"""

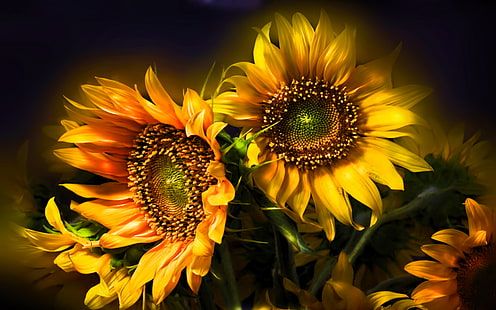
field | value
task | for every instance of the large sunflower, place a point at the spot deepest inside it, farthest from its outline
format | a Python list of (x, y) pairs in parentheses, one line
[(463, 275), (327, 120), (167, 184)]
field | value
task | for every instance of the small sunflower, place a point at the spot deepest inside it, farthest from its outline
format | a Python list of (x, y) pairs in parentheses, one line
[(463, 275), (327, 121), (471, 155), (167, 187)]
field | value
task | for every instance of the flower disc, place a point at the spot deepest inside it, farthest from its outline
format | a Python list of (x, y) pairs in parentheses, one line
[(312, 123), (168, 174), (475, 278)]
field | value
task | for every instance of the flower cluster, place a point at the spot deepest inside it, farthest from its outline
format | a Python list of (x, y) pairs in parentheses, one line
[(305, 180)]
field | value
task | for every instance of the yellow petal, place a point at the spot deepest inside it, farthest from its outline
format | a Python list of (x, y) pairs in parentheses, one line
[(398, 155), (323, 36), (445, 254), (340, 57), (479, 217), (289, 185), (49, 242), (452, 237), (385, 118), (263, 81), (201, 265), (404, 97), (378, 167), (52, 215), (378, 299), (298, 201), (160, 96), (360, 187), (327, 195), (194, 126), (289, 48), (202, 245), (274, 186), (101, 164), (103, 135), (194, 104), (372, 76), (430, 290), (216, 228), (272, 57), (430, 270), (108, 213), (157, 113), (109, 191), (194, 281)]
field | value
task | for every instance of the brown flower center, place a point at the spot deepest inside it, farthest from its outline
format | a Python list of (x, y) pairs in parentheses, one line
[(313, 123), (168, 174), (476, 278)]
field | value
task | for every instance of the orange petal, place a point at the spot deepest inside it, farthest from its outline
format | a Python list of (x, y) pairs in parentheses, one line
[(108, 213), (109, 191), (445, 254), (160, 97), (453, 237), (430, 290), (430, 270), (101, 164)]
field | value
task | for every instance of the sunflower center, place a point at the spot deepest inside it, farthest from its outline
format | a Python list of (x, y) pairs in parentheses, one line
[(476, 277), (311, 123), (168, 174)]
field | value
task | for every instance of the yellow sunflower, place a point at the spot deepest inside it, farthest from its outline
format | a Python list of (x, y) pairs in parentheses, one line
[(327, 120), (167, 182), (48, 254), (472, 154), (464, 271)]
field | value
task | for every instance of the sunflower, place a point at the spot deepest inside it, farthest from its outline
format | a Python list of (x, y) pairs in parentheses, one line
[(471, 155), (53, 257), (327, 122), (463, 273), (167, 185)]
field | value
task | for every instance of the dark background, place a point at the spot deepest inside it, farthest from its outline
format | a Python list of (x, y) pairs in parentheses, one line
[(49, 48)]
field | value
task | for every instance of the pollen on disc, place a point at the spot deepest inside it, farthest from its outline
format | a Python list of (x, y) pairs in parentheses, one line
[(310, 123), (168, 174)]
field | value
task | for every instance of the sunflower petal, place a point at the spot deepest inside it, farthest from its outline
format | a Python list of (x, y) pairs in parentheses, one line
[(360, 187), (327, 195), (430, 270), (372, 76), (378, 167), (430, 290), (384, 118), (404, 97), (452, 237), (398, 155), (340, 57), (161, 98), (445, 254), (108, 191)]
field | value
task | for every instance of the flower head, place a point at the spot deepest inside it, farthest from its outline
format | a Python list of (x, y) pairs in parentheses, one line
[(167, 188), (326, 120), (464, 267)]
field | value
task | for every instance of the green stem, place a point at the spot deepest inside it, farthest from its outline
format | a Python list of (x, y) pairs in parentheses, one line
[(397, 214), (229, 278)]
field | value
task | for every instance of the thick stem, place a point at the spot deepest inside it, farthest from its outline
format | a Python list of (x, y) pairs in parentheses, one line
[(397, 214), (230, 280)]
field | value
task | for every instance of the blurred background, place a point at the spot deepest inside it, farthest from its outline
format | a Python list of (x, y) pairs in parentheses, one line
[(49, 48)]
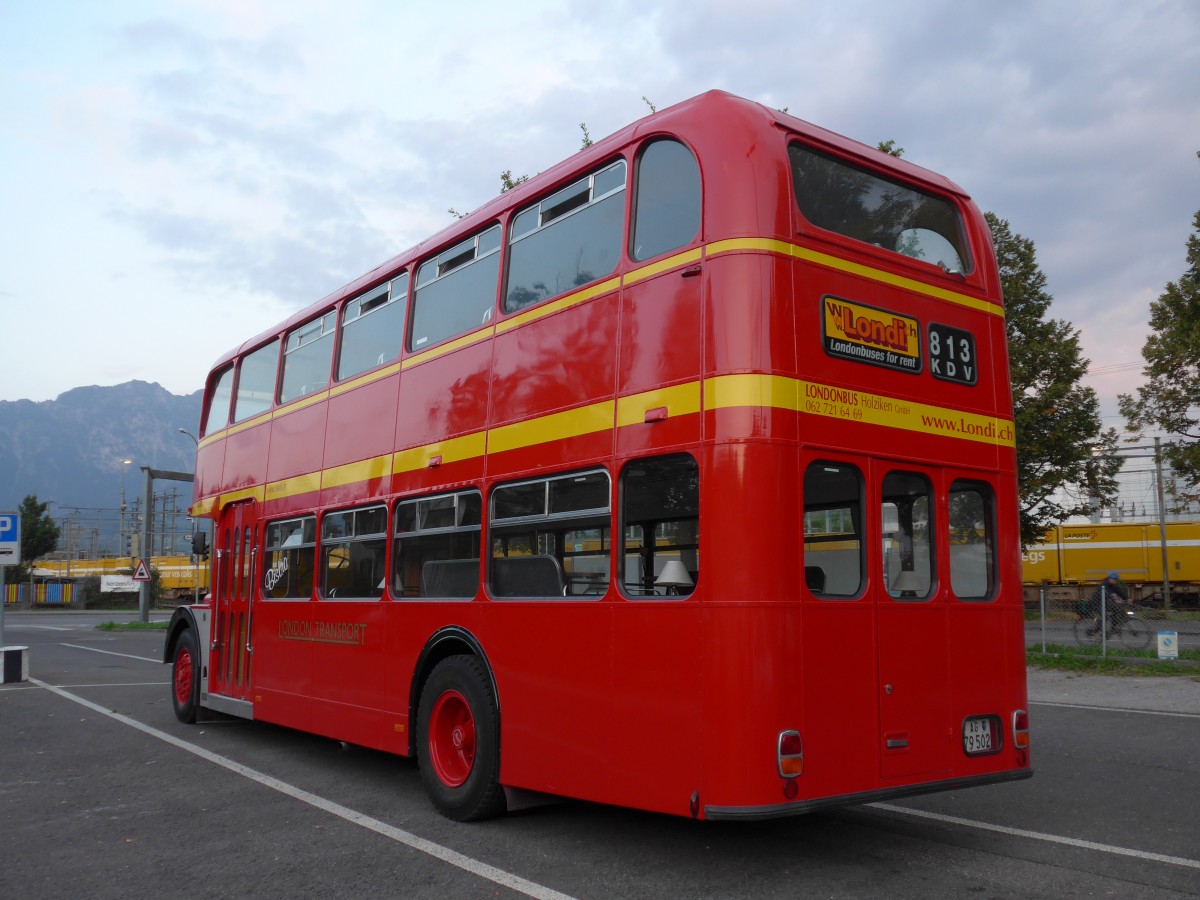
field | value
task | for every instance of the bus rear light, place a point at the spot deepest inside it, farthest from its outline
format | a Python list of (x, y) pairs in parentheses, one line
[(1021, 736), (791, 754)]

"""

**What you need to do:** Leave the pictures out, and transcribe each of the records exactly.

**Answer below:**
field | value
task | for every instance of the large sunflower, place a point at the spot deepest inside it, farthest from its outline
format | a Python list of (x, y) pairs in parentheses, one line
[(463, 275), (327, 120), (167, 184)]
field | value
task | for every instance of the small sunflower, place a point at the spot deepest inside it, farthest from its outline
format | a Python list of (x, y) pairs in parentheses, one line
[(463, 275), (327, 121), (471, 155), (167, 187)]
field | value
task | for every instance of the flower disc, place a point at the spot deepest inside it, farthest from its outline
format | a Python list of (x, y) pairs in parentheses, one line
[(312, 123), (168, 174), (475, 278)]
field | value
task | for every instance of the flower cluster, place a point at the spot deepest inside it, farthest from its outline
format | a Python list of (x, y) pairs in parentheses, one line
[(305, 180)]
field | value
task | for every instance of the yellow petal, place a point at the spot deepest inside it, farthest from its outline
format | a Python list of (x, y) pairs in parentheses, one line
[(398, 155), (323, 36), (445, 254), (340, 57), (479, 217), (289, 185), (49, 242), (452, 237), (385, 118), (263, 81), (201, 265), (404, 97), (378, 167), (52, 215), (378, 299), (298, 201), (160, 96), (360, 187), (327, 195), (194, 126), (289, 48), (202, 245), (274, 186), (101, 164), (103, 135), (194, 104), (372, 76), (430, 290), (216, 228), (272, 57), (430, 270), (108, 213), (157, 113), (109, 191), (194, 281)]
field | value
task | for every instance of the brown flower center, place a point at the spot deepest inside it, farthest from its outline
format | a Python list of (x, y) pairs in parentheses, one line
[(313, 123), (168, 174), (476, 278)]
field | value
task | for every instance of the orange petal, place a point at the spot deepest inside it, farthest from its outline
format | a Python list of (x, y) pairs in parentheses, one line
[(108, 213), (109, 191), (445, 254), (160, 97), (453, 237), (430, 290), (430, 270), (101, 164)]
field | value
task | for every instance of the sunflower center, place a point at the spot deepest inside it, farthest from its outline
format | a Python list of (x, y) pairs in parentheses, one line
[(476, 277), (311, 123), (168, 174)]
field | value
task | for every instance of the yellow sunflower, place a point at the spot deepest inside it, farthest from its outline
format | a Python list of (x, y) pairs in parentheses, one line
[(327, 120), (167, 182), (48, 254), (472, 154), (464, 271)]
field | value
task | for every instance of the sunflower, place a point at the spot deepest inside it, farthest from its outline
format | a Python list of (x, y) pairs in parentheses, one line
[(471, 155), (53, 257), (327, 122), (463, 273), (167, 185)]
field | value
task | for every instance of the dark background, place a point at the spot deepest inside it, farthest from its outline
format | a Python list of (x, y) pairs in parentheses, one line
[(49, 48)]
field | value
task | for every instance of the pollen on disc, place a point at the spot deepest inside it, farthest from its outline
format | a Python list of (x, y) pairs in parentheses, one line
[(310, 123), (168, 174)]
field | value
task | for every instance of the sunflower petal, place a point at the spot deepest inside it, farthest from its outline
format | a Python list of (x, y) pairs in parentheses, one line
[(360, 187), (327, 195), (430, 270), (372, 76), (378, 167), (430, 290), (384, 118), (404, 97), (452, 237), (398, 155), (340, 57), (161, 98), (445, 254), (108, 191)]
field | value
task | for every instance of the flower head, place a point at the spot deepest inside it, farthest from its outline
format | a Python list of (x, y) pairs in parentheses, one line
[(167, 188), (326, 120), (464, 267)]
field | value
task | for every instance of the green stem, place a point at the spot deepest inside it, farthest from its outline
format | a Python list of (x, y) pairs in parentheses, one line
[(397, 214), (229, 278)]
field | value
task | for every instance of the thick stem, place a point at the spot deepest inside it, farthest from its outline
format | a Python list of (x, y) pairs in parentheses, one line
[(397, 214), (230, 280)]
field | value
task | for every instance of the blurred background, place a point at the spot deepest inside it, farthest from its outline
format | a Python list of (x, y) pairs in parentheses, one line
[(49, 48)]
field | value
task | for every instance of the bus rear light, place a point at the spot deepest inside it, farthest from its outline
format | a Python list of (x, y) pairs in parentheses, one line
[(1021, 736), (791, 754)]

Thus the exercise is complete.